- ACTION ITEM -
Would you retype exactly the lines below, starting with the one that has "Target: terraced field" and going on through the one that has "Target: grassy field", with no pictures and nothing else?

- EXTRACTED RECORDS -
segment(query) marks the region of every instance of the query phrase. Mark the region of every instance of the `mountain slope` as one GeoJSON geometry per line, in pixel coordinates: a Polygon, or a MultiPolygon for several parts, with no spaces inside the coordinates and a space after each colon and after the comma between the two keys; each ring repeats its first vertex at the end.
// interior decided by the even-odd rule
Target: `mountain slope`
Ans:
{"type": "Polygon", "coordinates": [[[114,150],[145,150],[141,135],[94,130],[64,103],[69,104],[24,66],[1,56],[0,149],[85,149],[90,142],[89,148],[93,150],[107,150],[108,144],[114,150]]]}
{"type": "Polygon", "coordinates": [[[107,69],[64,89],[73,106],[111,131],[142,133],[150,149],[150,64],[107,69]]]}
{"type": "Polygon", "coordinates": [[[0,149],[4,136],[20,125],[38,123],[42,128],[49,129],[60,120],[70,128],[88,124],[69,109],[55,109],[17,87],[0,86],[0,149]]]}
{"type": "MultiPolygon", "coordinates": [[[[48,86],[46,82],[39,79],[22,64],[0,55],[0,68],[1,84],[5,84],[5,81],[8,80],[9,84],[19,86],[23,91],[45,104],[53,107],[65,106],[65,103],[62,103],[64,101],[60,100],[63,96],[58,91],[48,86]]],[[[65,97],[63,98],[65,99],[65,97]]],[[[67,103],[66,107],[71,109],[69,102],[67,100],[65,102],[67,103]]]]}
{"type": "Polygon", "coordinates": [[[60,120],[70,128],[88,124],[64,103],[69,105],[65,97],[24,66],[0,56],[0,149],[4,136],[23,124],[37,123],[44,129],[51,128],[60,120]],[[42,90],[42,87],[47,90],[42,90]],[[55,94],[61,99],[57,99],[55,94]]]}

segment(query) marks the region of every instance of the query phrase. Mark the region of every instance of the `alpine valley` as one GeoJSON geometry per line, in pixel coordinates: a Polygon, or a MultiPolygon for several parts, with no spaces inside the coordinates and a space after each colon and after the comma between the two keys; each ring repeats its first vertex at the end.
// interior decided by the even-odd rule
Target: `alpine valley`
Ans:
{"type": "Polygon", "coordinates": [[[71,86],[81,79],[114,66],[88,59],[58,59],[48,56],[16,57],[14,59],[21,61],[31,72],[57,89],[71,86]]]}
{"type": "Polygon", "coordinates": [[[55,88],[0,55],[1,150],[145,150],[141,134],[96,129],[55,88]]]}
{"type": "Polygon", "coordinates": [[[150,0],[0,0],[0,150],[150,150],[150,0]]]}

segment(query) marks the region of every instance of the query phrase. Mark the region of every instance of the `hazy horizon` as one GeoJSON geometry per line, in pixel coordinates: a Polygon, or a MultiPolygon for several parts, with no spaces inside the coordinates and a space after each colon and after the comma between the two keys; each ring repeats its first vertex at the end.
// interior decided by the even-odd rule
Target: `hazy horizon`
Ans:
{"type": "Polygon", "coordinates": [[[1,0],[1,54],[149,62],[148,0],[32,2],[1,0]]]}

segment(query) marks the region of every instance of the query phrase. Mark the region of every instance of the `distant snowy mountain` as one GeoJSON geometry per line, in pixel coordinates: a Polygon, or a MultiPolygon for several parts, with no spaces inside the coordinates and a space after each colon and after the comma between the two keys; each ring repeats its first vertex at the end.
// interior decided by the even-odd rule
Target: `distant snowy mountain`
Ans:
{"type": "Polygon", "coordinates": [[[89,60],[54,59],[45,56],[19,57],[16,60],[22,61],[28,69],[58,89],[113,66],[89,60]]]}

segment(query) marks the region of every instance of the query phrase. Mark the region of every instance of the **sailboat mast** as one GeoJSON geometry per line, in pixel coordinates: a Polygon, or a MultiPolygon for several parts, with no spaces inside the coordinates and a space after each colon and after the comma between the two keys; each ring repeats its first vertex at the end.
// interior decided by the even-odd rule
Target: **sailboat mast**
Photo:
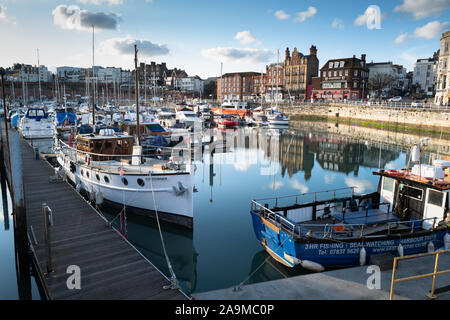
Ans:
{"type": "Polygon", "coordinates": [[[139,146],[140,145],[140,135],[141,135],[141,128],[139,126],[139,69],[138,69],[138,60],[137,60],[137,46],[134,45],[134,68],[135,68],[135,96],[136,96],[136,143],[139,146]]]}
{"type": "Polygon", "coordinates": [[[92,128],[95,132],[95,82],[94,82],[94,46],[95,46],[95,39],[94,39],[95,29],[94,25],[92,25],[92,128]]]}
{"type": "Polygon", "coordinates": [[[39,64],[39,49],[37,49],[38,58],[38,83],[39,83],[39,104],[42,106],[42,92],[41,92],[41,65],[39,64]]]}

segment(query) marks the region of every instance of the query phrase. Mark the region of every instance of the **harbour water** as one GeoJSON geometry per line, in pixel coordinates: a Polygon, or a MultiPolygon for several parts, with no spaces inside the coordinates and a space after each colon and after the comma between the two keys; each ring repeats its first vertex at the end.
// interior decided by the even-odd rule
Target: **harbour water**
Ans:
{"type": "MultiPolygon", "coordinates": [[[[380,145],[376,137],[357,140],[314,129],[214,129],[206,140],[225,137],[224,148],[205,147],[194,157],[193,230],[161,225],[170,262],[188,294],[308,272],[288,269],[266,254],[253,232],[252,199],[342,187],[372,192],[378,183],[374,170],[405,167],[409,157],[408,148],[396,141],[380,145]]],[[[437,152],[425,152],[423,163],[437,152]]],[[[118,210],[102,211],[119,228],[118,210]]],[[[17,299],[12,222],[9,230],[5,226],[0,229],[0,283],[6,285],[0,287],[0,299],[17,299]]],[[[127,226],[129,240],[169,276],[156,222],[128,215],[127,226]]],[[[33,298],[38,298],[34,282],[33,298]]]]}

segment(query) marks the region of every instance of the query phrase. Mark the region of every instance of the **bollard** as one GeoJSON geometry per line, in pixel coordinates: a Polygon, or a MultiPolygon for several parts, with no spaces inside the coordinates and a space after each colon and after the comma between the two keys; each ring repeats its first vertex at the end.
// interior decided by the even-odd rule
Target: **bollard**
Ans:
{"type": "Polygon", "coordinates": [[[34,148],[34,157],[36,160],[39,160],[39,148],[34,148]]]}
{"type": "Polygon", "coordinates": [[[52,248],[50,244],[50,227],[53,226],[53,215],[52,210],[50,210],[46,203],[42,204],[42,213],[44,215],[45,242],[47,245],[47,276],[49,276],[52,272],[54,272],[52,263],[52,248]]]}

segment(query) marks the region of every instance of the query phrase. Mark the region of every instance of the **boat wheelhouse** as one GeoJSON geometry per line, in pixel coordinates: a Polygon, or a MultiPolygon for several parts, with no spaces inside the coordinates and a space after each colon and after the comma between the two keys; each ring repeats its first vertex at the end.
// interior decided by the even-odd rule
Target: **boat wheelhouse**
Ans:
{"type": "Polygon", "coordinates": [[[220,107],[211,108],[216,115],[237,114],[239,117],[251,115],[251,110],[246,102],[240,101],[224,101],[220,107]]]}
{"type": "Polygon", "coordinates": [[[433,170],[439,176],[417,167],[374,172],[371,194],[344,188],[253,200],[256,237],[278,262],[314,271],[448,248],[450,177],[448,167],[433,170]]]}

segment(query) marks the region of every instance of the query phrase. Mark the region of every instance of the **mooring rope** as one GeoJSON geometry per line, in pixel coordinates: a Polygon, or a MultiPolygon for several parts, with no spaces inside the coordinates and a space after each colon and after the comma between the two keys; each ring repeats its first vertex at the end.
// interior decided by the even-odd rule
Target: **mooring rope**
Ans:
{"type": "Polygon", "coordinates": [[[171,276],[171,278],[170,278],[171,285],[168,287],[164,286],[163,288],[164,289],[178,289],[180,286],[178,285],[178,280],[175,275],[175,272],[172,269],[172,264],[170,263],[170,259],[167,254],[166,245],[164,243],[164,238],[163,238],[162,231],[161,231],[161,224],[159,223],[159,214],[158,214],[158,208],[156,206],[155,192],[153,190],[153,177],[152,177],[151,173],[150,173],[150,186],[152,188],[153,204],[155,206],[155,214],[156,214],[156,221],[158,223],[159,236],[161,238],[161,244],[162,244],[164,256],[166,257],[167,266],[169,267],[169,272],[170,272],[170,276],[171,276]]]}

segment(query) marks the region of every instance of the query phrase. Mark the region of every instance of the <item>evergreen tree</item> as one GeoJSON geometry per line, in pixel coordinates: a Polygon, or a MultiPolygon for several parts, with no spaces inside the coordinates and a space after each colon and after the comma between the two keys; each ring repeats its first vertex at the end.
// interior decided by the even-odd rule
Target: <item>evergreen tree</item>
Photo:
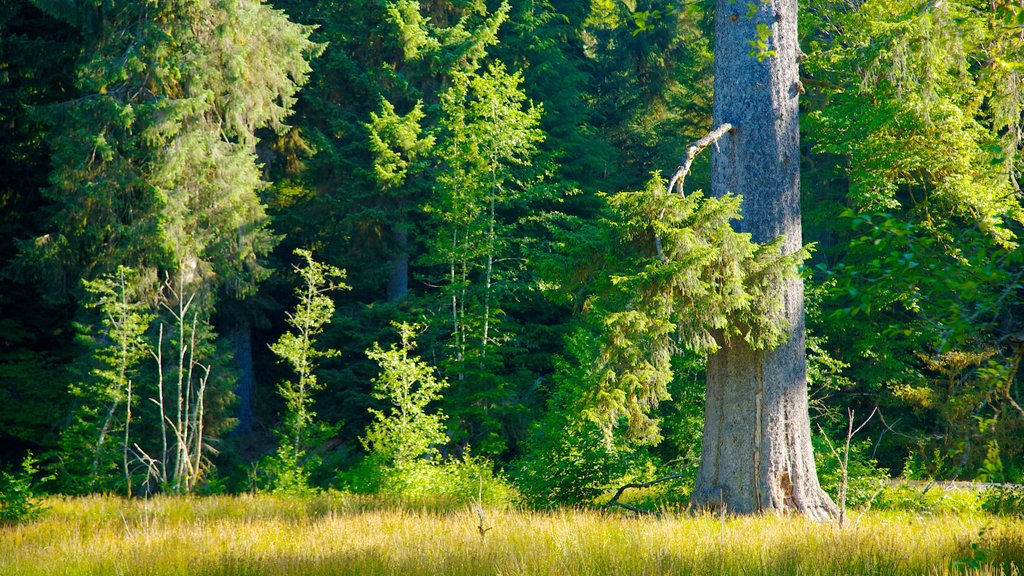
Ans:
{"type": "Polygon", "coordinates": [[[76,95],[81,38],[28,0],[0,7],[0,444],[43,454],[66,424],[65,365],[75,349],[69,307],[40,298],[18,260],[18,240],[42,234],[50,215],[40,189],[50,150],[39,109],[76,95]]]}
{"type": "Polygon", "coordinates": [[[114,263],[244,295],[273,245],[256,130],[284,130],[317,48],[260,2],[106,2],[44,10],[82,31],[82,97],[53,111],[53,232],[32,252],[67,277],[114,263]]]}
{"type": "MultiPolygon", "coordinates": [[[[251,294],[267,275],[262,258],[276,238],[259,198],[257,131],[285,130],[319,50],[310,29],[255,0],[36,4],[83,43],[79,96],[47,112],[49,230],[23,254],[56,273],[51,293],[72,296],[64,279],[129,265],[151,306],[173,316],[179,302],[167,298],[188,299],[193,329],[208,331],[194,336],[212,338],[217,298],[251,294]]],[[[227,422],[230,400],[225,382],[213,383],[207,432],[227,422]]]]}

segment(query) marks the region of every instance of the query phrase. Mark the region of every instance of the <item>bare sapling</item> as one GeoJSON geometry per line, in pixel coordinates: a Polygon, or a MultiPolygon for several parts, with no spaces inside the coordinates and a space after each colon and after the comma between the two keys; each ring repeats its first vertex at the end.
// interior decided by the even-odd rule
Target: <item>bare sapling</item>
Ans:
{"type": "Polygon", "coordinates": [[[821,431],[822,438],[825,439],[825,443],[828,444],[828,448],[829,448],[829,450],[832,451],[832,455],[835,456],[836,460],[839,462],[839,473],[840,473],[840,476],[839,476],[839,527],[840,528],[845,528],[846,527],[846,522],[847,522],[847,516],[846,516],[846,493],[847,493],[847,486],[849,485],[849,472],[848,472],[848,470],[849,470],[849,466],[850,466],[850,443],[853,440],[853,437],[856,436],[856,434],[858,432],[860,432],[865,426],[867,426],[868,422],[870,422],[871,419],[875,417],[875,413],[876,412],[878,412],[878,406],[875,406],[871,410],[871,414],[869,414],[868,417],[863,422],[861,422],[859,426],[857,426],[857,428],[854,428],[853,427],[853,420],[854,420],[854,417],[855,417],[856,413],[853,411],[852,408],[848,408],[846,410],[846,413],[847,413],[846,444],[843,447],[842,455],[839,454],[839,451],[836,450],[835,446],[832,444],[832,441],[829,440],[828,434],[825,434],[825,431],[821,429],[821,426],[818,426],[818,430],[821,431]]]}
---
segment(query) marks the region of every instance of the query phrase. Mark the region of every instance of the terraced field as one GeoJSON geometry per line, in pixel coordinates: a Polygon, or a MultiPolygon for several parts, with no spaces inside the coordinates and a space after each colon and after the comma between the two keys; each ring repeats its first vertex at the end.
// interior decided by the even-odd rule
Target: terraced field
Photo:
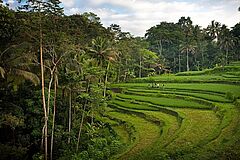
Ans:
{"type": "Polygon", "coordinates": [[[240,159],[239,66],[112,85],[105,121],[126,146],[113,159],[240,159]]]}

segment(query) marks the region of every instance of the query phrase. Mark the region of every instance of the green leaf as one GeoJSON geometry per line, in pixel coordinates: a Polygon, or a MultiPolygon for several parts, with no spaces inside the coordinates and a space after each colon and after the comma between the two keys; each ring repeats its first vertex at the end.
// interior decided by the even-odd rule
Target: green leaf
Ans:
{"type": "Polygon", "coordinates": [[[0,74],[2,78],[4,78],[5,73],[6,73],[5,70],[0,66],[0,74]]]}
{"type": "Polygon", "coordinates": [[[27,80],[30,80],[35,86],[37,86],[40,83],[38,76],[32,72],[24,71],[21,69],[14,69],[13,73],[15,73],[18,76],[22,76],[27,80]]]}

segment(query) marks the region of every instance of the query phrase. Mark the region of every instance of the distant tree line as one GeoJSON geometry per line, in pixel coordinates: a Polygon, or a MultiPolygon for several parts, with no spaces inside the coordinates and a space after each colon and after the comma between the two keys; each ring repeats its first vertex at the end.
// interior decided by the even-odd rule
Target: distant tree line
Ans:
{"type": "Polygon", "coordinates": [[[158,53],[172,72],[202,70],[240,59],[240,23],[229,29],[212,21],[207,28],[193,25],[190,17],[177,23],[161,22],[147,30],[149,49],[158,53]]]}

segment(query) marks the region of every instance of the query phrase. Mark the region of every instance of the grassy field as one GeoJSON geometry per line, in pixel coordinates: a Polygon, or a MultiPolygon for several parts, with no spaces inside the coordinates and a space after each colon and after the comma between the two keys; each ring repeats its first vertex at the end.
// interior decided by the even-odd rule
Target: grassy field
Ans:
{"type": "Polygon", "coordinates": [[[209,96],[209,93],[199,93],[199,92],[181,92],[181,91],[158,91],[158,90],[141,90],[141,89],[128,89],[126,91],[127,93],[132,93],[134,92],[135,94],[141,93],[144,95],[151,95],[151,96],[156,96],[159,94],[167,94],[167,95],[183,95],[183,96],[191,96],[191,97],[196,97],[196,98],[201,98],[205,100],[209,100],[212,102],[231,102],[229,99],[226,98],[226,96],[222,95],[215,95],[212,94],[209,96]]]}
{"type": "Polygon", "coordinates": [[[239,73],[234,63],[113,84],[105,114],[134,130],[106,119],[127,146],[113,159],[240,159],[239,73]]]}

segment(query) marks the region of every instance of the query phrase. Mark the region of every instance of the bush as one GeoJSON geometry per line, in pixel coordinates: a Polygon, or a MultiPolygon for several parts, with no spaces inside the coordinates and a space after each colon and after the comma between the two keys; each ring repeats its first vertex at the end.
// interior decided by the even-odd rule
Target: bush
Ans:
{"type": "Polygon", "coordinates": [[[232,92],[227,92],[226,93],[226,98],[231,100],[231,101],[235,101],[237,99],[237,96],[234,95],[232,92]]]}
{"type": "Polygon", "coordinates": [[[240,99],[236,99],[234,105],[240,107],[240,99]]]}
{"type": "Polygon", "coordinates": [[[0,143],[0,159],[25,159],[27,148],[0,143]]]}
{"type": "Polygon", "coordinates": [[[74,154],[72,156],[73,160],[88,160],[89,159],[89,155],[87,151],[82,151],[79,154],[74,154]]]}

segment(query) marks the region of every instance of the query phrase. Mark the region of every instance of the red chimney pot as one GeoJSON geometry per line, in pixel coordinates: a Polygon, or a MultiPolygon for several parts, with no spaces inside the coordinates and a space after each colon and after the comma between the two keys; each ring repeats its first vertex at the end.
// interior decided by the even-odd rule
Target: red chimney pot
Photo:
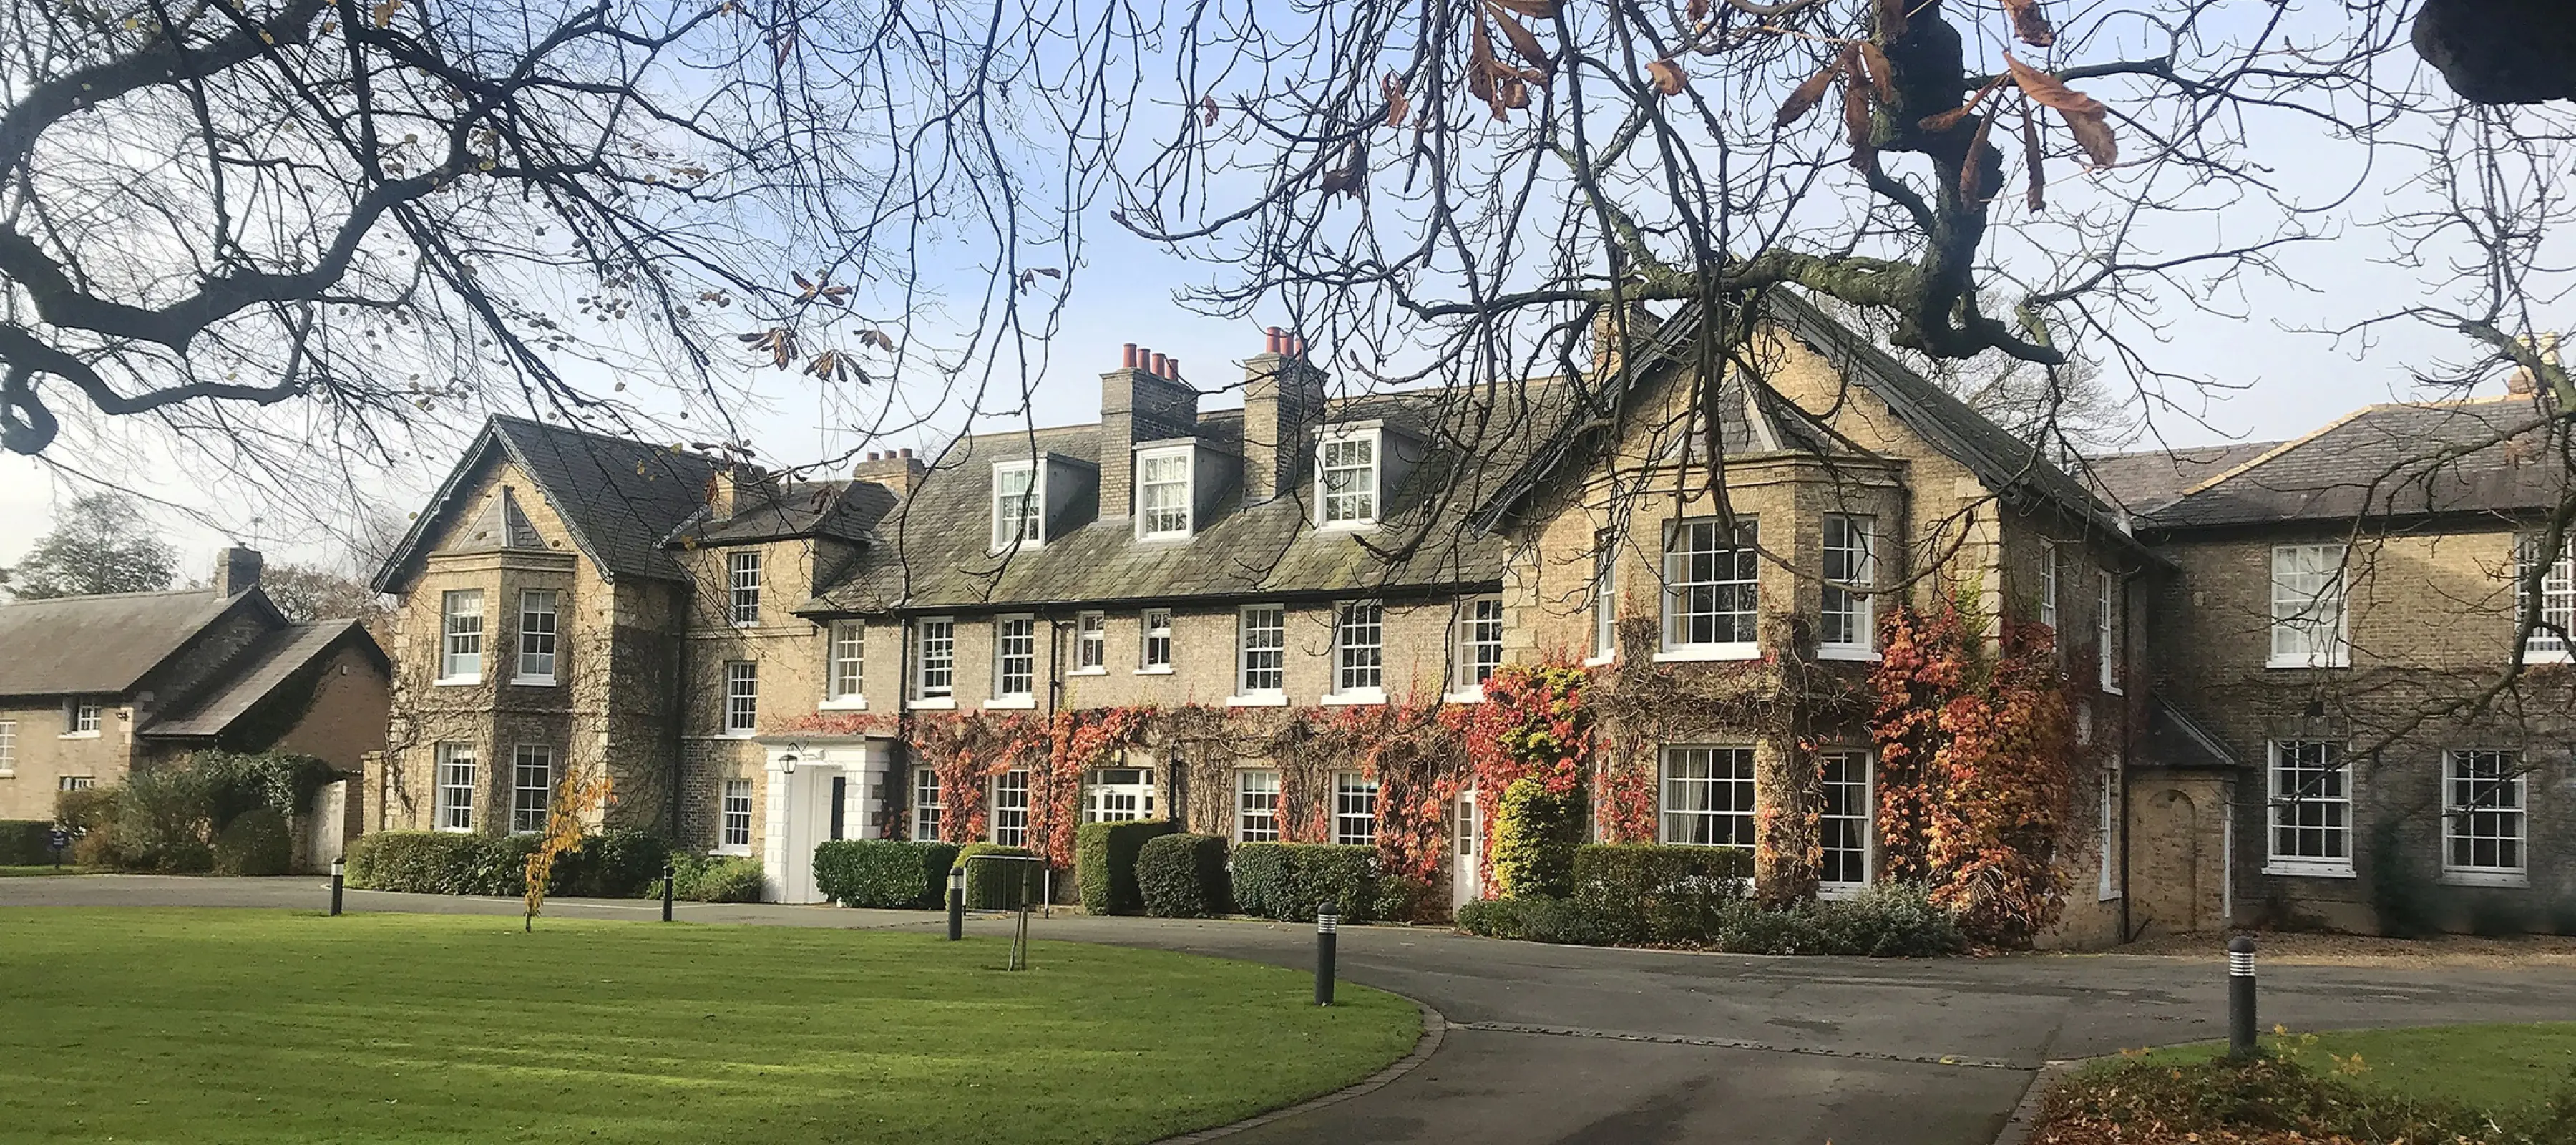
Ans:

- REPLY -
Target: terraced field
Photo:
Ans:
{"type": "Polygon", "coordinates": [[[240,159],[239,66],[112,85],[105,121],[126,146],[113,159],[240,159]]]}

segment(query) marks the region of every instance of the query phrase. Mark the region of every instance of the green leaf as one GeoJSON geometry per line, in pixel coordinates: a Polygon, or a MultiPolygon for several parts, with no spaces inside the coordinates and a space after each colon and after the comma between the two keys; each ring repeats its first vertex at the end.
// interior decided by the even-odd rule
Target: green leaf
Ans:
{"type": "Polygon", "coordinates": [[[0,74],[2,78],[4,78],[5,73],[6,73],[5,70],[0,66],[0,74]]]}
{"type": "Polygon", "coordinates": [[[27,80],[30,80],[35,86],[37,86],[40,83],[38,76],[32,72],[24,71],[21,69],[14,69],[13,73],[15,73],[18,76],[22,76],[27,80]]]}

segment(query) marks the region of every instance of the query phrase. Mark the region of every instance of the distant tree line as one GeoJSON geometry per line, in pixel coordinates: a Polygon, or a MultiPolygon for several parts, with no spaces inside the coordinates and a space after each colon and after the comma between the two keys; each ring repeats its first vertex at the end.
// interior decided by the even-odd rule
Target: distant tree line
Ans:
{"type": "Polygon", "coordinates": [[[158,53],[172,72],[202,70],[240,59],[240,23],[229,29],[212,21],[207,28],[193,25],[190,17],[177,23],[161,22],[147,30],[149,49],[158,53]]]}

segment(query) marks the region of every instance of the query phrase. Mark the region of every instance of the grassy field as one GeoJSON geometry per line, in pixel coordinates: a Polygon, or a MultiPolygon for several parts, with no spaces inside the coordinates and a space after each colon and after the comma between the two keys; each ring repeats its first vertex at the end.
// interior decided by the even-odd rule
Target: grassy field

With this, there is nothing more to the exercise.